# TESTO ESTRATTO
Droga, turismo e ristorazione: la ‘ndrangheta e il modello di business sull’asse Piemonte-Germania

Calabria Cronaca

In Piemonte non c’è nessuna zona immune alla ‘ndrangheta. Una ‘ndrangheta dal basso profilo, che evita gesti e fatti eclatanti, che non fa rumore, insomma, e il cui scopo è quello di assoggettare le attività commerciali ed economiche di un territorio, che sono poi funzionali ad alimentare il circuito mafioso.

Un metodo applicato a livello nazionale ma non solo, e di questo se ne dice certa la Procura di Torino che stamani ha fatto scattare l’operazione “Platinum-Dia” (QUI), inchiesta che ha inferto un altro duro colpo alla cosiddetta Locale di Volpiano, diramazione della criminalità calabrese nella provincia torinese, i cui interessi si estendevano, da quanto rilevato, non solo in Piemonte e Calabria, ma anche in Sardegna e, come appurato, nella regione del Baden Wùrttemberg, in Germania, così come in Romania e Spagna.

Stamani un imponente blitz coordinato tra le diverse forze di polizia dei singoli paesi interessati, ha spalancato le porte del carcere per 33 persone, su ordine delle Procure di Torino (in Italia) e Costanza (in Germania) mentre sono state ben 98 le perquisizioni effettuate in tutte e quattro le nazioni coinvolte.

# COMPITI DA SVOLGERE
A - Rispondi a queste domande sull'articolo sulla 'ndrangheta:
(i) In Piemonte c'è qualche zona immune alla 'ndrangheta?
(ii) Come si chiama l'operazione fatta scattare dalla Procura di Torino?
(iii) Quante perquisizioni sono state effettuate nelle nazioni coinvolte?
B - Ricopia parola per parola un passo dell'articolo sulla 'ndrangheta: comincia dalle parole "Calabria Cronaca" e fermati dopo "Romania e Spagna.".

# RIGHE DI DATI

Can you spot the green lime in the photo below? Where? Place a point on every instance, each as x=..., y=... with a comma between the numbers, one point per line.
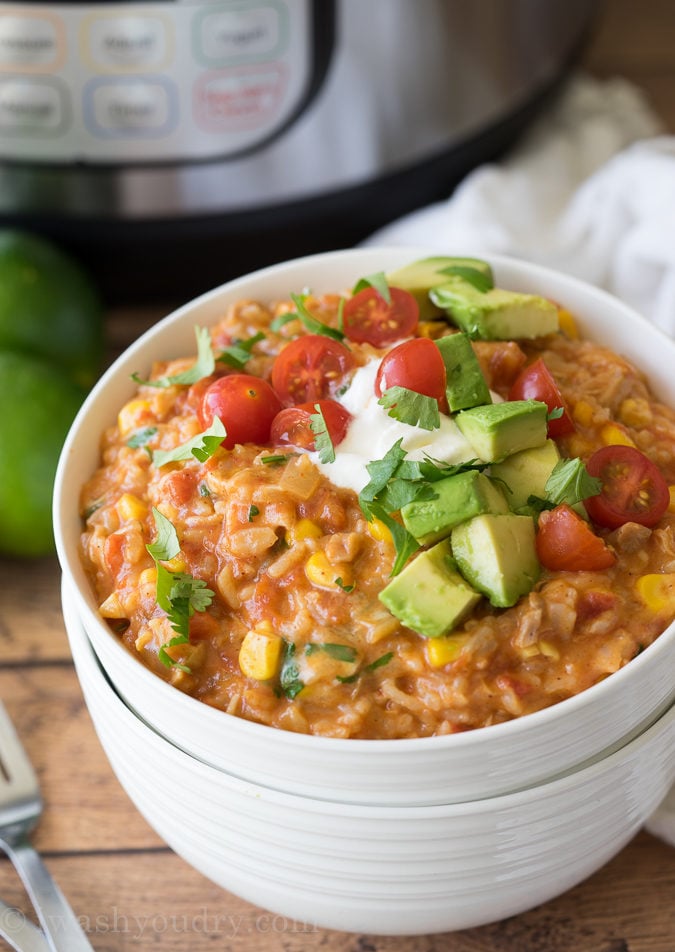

# RISPOSTE ALL'ESERCIZIO
A -
(i) No, nessuna.
(ii) "Platinum-Dia".
(iii) 98.

B -
Calabria Cronaca

In Piemonte non c’è nessuna zona immune alla ‘ndrangheta. Una ‘ndrangheta dal basso profilo, che evita gesti e fatti eclatanti, che non fa rumore, insomma, e il cui scopo è quello di assoggettare le attività commerciali ed economiche di un territorio, che sono poi funzionali ad alimentare il circuito mafioso.

Un metodo applicato a livello nazionale ma non solo, e di questo se ne dice certa la Procura di Torino che stamani ha fatto scattare l’operazione “Platinum-Dia” (QUI), inchiesta che ha inferto un altro duro colpo alla cosiddetta Locale di Volpiano, diramazione della criminalità calabrese nella provincia torinese, i cui interessi si estendevano, da quanto rilevato, non solo in Piemonte e Calabria, ma anche in Sardegna e, come appurato, nella regione del Baden Wùrttemberg, in Germania, così come in Romania e Spagna.